TASK TO COMPLETE » Copy out every one of these lines word for word.

(Entries from a dataset)
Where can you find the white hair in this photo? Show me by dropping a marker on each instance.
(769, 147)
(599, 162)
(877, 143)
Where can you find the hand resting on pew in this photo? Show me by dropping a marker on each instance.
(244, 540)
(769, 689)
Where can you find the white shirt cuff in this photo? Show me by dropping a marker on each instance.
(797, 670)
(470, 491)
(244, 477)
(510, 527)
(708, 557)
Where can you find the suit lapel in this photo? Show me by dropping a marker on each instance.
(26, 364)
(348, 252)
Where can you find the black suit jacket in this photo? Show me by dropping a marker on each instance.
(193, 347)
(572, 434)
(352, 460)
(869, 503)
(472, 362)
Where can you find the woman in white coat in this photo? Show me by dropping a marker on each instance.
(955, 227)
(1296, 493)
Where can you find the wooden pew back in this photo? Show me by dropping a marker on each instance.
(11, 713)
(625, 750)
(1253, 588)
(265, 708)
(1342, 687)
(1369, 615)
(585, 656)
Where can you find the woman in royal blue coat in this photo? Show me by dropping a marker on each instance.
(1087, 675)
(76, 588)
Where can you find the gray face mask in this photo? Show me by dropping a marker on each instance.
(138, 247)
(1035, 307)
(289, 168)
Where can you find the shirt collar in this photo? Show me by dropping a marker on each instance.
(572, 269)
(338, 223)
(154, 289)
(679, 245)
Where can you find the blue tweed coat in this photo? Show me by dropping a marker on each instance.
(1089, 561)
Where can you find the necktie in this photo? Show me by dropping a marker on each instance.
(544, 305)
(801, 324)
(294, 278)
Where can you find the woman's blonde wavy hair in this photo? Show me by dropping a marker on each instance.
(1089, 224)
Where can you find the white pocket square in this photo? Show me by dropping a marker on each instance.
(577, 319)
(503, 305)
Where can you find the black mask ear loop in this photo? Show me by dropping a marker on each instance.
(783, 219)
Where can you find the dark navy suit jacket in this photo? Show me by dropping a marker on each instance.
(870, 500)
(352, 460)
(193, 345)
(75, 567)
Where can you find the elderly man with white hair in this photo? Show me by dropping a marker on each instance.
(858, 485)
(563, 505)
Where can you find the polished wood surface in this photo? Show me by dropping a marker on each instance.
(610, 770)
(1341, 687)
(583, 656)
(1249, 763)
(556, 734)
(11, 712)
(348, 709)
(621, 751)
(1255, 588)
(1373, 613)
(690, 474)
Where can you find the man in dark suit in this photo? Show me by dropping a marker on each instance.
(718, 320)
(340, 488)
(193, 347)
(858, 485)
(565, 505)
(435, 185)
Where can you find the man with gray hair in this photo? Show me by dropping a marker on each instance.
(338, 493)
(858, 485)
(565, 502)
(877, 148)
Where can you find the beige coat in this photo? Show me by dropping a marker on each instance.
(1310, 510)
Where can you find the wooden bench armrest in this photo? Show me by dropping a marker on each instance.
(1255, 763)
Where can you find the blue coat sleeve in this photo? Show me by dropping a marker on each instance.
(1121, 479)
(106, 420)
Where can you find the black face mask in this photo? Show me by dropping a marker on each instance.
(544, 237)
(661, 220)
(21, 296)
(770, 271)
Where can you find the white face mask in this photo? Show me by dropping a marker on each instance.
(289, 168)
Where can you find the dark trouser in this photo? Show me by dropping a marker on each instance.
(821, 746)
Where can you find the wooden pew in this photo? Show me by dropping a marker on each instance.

COMPLETE ANSWER »
Where can you find the white hair in this photo? Show me by dropping a marker on each instance.
(769, 147)
(599, 162)
(877, 143)
Where can you find the hand resting on pew in this photo? Show me by dropping a marker on each instance.
(244, 540)
(769, 689)
Where can you find the white shirt cuff in this photo? Show me by dropping a marker on each instance.
(797, 670)
(470, 491)
(244, 477)
(510, 527)
(708, 557)
Where can you find the suit lapel in this photo? Show me by dropping a marker on each instance.
(26, 364)
(348, 252)
Where can you find the black suit jacket in this photo? Show me by dropping a marker on each instance.
(193, 347)
(572, 434)
(352, 460)
(869, 503)
(472, 362)
Where can you find the woman in white coat in this photo? Show me by dropping a marker on each instance.
(955, 227)
(1296, 493)
Where can you find the wooden pew back in this photo? Show me by dropping a marker on each instance.
(11, 713)
(625, 750)
(1253, 588)
(265, 708)
(1342, 687)
(1369, 615)
(585, 656)
Where can you find the woman in royal blue coat in this photo? Show me by dropping a marker on each instance.
(1087, 675)
(76, 588)
Where can you find the gray face mask in this photo? Show me by dropping a marker on each instance.
(138, 247)
(1035, 307)
(289, 168)
Where can you find the shirt collar in this photo? Show me by dropping a marker on each instance.
(572, 269)
(338, 223)
(154, 289)
(679, 245)
Where can you find the blue tweed coat in this photo? Show me by dropping a marker on each instance.
(1089, 561)
Where can you find the necktie in this photo? Show me by dropping a marker on each instance.
(544, 305)
(801, 324)
(294, 278)
Where can you find the woman's blonde wavy hair in this photo? Show me by dropping a marker on each instance.
(1089, 224)
Where can you find the white pocket square in this photo? Show me by dropping a marker on each instance.
(577, 319)
(503, 305)
Where can you find the black mask ear loop in this photo? Show me by dropping a marker on each instance.
(783, 219)
Where can you find the dark navy suit jacket in this photo? Show me by dropping a marker on each instance.
(870, 500)
(352, 460)
(193, 345)
(75, 567)
Where can you find the elderly man with white hair in this photo? Show me by dropping a marker on each instance.
(858, 485)
(563, 505)
Where can you find the polished wood surface in this photo? Show me by dropping a marker on each instance.
(610, 770)
(1341, 687)
(583, 656)
(1249, 763)
(556, 734)
(11, 712)
(348, 709)
(621, 751)
(1255, 588)
(1373, 613)
(690, 474)
Where can you find the man in dark suit in this photo? Show me by dropping a marker on each instance.
(718, 320)
(340, 488)
(193, 347)
(858, 485)
(565, 505)
(435, 185)
Where can you find the man with gray hair in this photo? Show me by dropping a marker on each instance.
(338, 493)
(858, 485)
(565, 502)
(877, 148)
Where can you find the beige coat in this photo? Show me by dropping a marker on each instance.
(1310, 510)
Where can you find the wooden bench armrest in this photo? Show me by dropping a marker on each instance.
(1255, 763)
Where can you find the blue coat sleeve in this photo? Show me by dropping a marker on each instance.
(1121, 479)
(106, 420)
Where can you find the black face mask in this photo? Show me by dropping a marker on each instance.
(544, 237)
(661, 220)
(21, 296)
(770, 271)
Where can you find the white face mask in this photo? Show me by dropping a marker on each instance.
(289, 168)
Where can you find the dark trouser in this photo? Show me by dropping a marker on each instance.
(821, 746)
Where can you find the wooden pew in this photo? Show me by dropping a marker on each instance.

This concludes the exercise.